Activity: Only an exact copy of the lines beginning at the one that contains "lens flare ->" and ending at the last line of the records below counts as the answer.

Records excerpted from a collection
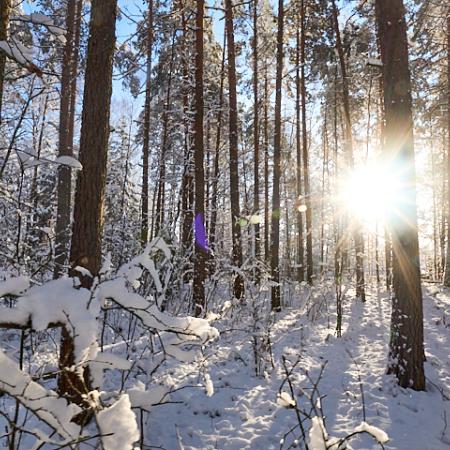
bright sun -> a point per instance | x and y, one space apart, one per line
369 192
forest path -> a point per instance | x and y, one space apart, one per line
243 412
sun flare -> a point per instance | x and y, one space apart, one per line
370 192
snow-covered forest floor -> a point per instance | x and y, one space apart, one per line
244 413
238 395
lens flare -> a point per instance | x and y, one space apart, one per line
370 192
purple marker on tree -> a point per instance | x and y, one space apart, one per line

Expected output:
lens flare -> a point per instance | x and y, one space apart, one per line
370 192
purple marker on tree -> a point per instance | x and y, one space apart, one per line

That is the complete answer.